• **Exercise directions**
Your job is to transcribe all the records that follow, excluding any pictures.

Stored entries:
_ _ _ _ _
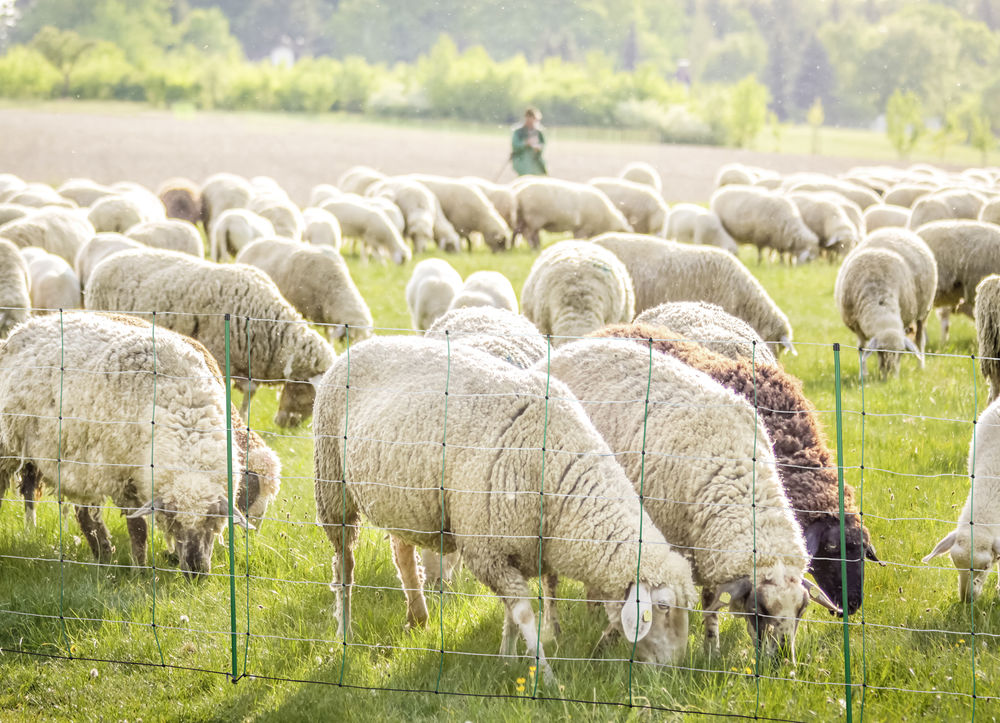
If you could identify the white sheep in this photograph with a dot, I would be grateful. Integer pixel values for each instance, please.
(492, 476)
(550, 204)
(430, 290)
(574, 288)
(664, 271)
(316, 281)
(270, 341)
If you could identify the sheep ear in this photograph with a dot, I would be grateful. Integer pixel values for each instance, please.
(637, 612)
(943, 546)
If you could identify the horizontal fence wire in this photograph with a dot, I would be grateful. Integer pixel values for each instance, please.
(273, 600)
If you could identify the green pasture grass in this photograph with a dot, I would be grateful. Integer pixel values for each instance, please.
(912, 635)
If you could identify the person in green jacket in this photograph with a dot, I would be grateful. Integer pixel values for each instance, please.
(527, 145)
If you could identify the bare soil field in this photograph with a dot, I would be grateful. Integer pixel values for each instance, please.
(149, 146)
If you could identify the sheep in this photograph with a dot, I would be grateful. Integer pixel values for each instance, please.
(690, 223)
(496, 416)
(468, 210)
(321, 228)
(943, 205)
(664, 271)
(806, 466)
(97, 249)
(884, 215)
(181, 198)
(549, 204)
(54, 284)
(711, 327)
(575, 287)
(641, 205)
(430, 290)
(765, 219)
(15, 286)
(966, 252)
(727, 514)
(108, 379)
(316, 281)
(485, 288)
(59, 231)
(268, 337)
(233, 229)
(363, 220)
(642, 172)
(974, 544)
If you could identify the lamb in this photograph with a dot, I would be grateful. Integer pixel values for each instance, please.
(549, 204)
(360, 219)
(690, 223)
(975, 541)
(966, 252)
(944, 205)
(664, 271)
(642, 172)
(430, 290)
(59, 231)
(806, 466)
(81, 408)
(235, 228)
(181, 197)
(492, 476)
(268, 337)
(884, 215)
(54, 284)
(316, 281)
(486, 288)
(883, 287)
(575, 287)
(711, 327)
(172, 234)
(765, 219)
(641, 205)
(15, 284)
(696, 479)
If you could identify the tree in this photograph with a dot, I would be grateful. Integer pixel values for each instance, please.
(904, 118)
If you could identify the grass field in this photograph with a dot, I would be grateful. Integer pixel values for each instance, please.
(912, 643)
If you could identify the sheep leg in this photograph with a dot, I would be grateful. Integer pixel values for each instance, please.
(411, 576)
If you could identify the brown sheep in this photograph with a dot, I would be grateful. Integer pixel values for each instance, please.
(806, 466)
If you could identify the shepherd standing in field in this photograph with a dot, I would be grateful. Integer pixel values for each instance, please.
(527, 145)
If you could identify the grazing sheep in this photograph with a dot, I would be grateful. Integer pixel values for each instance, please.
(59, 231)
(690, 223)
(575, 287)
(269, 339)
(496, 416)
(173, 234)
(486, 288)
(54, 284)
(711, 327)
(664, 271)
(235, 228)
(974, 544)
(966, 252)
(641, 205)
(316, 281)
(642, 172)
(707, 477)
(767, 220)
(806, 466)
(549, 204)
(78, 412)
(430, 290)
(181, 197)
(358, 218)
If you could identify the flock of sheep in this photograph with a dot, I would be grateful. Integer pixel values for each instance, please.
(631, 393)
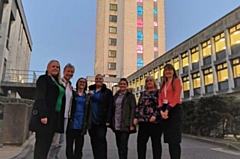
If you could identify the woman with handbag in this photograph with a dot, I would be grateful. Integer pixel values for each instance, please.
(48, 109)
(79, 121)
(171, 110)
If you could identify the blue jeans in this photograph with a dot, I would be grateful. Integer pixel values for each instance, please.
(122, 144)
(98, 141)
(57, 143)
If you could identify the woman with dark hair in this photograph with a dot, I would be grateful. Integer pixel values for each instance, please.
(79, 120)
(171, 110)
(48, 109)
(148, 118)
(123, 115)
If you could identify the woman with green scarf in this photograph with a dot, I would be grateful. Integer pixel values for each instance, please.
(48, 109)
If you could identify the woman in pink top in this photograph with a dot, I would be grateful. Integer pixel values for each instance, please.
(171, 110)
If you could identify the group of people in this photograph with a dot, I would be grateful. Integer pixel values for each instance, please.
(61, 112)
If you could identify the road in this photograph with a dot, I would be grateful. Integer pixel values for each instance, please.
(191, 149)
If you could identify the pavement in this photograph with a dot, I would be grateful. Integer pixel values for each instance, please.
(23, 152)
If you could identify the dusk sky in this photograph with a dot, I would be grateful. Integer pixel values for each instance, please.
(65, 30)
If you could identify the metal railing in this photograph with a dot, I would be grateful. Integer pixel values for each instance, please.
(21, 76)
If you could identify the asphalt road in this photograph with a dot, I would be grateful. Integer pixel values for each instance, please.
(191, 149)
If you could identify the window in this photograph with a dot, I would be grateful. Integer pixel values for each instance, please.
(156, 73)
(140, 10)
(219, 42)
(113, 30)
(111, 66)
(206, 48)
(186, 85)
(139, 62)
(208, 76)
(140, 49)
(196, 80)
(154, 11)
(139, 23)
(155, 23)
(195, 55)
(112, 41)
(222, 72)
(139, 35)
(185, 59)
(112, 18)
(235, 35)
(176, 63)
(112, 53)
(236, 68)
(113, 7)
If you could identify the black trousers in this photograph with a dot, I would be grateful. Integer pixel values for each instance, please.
_ _ _ _ _
• **Answer to this task**
If you could identify the white sheep in this photograph with a dot, I would be grateful. Integer pixel values for each instance, please.
(492, 476)
(550, 204)
(430, 290)
(574, 288)
(664, 271)
(316, 281)
(270, 341)
If you could identify the sheep ear in this photograph with a dot, I would be grateful. Integer pixel values for each instance, please.
(637, 612)
(943, 546)
If you could identify the horizontal fence wire in this photograph with a dot, I would be grateful. Integer pixel values for each instance, please.
(273, 600)
If you could identify the green pasture grass in this photograph with a dot, I would be grateful. Integer pixel values for each instance, please.
(912, 635)
If you could identify the person in green jacket in this photograph with a dot, I would be grateful. Integer pixel values for each instance, please.
(527, 145)
If you could identify the bare soil field in this photograph with a dot, I would be grateful. Integer pixel values for each instance, please.
(149, 146)
If you could identify the sheep in this photograph with a dot, I would be grateful. Integer pixel values for each instance, please.
(690, 223)
(496, 416)
(468, 210)
(321, 228)
(943, 205)
(664, 271)
(806, 466)
(97, 249)
(884, 215)
(181, 198)
(549, 204)
(54, 284)
(711, 327)
(575, 287)
(641, 205)
(430, 290)
(765, 219)
(15, 286)
(966, 252)
(727, 514)
(108, 379)
(316, 281)
(485, 288)
(59, 231)
(268, 337)
(233, 229)
(363, 220)
(642, 172)
(974, 544)
If you could identify the lamb in this photograph with a dot, I would be grateful. Integer pixel values for each instance, please.
(549, 204)
(360, 219)
(690, 223)
(975, 541)
(966, 252)
(944, 205)
(664, 271)
(642, 172)
(430, 290)
(59, 231)
(806, 466)
(81, 408)
(235, 228)
(181, 197)
(492, 476)
(268, 337)
(884, 215)
(54, 284)
(316, 281)
(486, 288)
(883, 287)
(575, 287)
(711, 327)
(172, 234)
(765, 219)
(641, 205)
(15, 284)
(696, 479)
If you could identify the tree in this photograph with a dot, I would be grateful. Integer pixel values for each instance, please.
(904, 118)
If you could identify the grass field in this photograph with a dot, I would be grateful. Integer pixel values for each instance, please.
(912, 643)
If you could identify the sheep leg in this photograph with a dot, I would be grateful. Integer pixel values for each instance, please.
(411, 576)
If you could identify the brown sheep in this photograph with a dot, I would be grateful. Integer pixel values for each instance, please.
(806, 466)
If you could identify the shepherd standing in field in this photograph with a dot, I would be grateful. Integer pixel values for each instance, please.
(527, 145)
If you could identify the grazing sheep in this photograph with a dot, I would be grateful. Integer pixel values for each instance, please.
(59, 231)
(690, 223)
(575, 287)
(269, 339)
(496, 416)
(173, 234)
(486, 288)
(54, 284)
(711, 327)
(664, 271)
(235, 228)
(974, 544)
(966, 252)
(641, 205)
(316, 281)
(642, 172)
(707, 477)
(767, 220)
(806, 466)
(549, 204)
(78, 412)
(430, 290)
(181, 197)
(358, 218)
If you could identify the flock of sheep in this photograph with a dot, I would be grateful. Integer pixel values for each instance, please.
(631, 393)
If you could identify the woman with handbag in this photograph with a dot, I would be grateful. Integer pixel values for each instance, please.
(48, 109)
(79, 121)
(171, 110)
If you could identify the blue jeans in this photograph with a dot, I would be grateful. Integer pixel values for each instance, please.
(122, 144)
(98, 141)
(57, 143)
If you could identify the woman with dark hair in this photograph with a dot, I would be grateful. Integer pixel values for each instance, please.
(79, 120)
(171, 110)
(48, 109)
(148, 118)
(123, 115)
If you could identify the woman with green scarf in this photograph with a dot, I would be grateful. Integer pixel values for each instance, please.
(48, 109)
If you could identify the woman in pink top in this photograph with a dot, I would be grateful. Integer pixel values for each instance, please.
(171, 110)
If you could identify the group of people in this photograph with a dot, I would be grateful. Integer pixel values for each instance, please.
(61, 112)
If you could identify the road in this photograph with a dot, I would be grateful. Integer pixel values for each instance, please.
(191, 149)
If you could identify the pavement in this photograph with a dot, I would be grateful. Integer pixel values for each instance, please.
(23, 152)
If you could identify the dusk sky in this photograph with a dot, I would be grateful. Integer pixel values for each instance, please.
(65, 30)
If you could identify the metal railing in this photograph with a dot, I would be grateful. Integer pixel values for each instance, please.
(21, 76)
If you could identify the asphalt road in this photograph with a dot, I would be grateful. Integer pixel values for each instance, please.
(191, 149)
If you could identify the window in this photograph with a dot, I would be grateful. Integer pixel values for each instance, please.
(156, 73)
(140, 10)
(219, 42)
(113, 30)
(111, 66)
(206, 48)
(186, 85)
(139, 62)
(208, 76)
(140, 49)
(196, 80)
(154, 11)
(139, 23)
(155, 23)
(195, 55)
(112, 41)
(222, 72)
(139, 35)
(185, 59)
(112, 18)
(235, 35)
(176, 63)
(112, 53)
(236, 68)
(113, 7)
If you could identify the black trousers in this photograph with a dot, I would be grateful. Integer pixel values for each instance, please.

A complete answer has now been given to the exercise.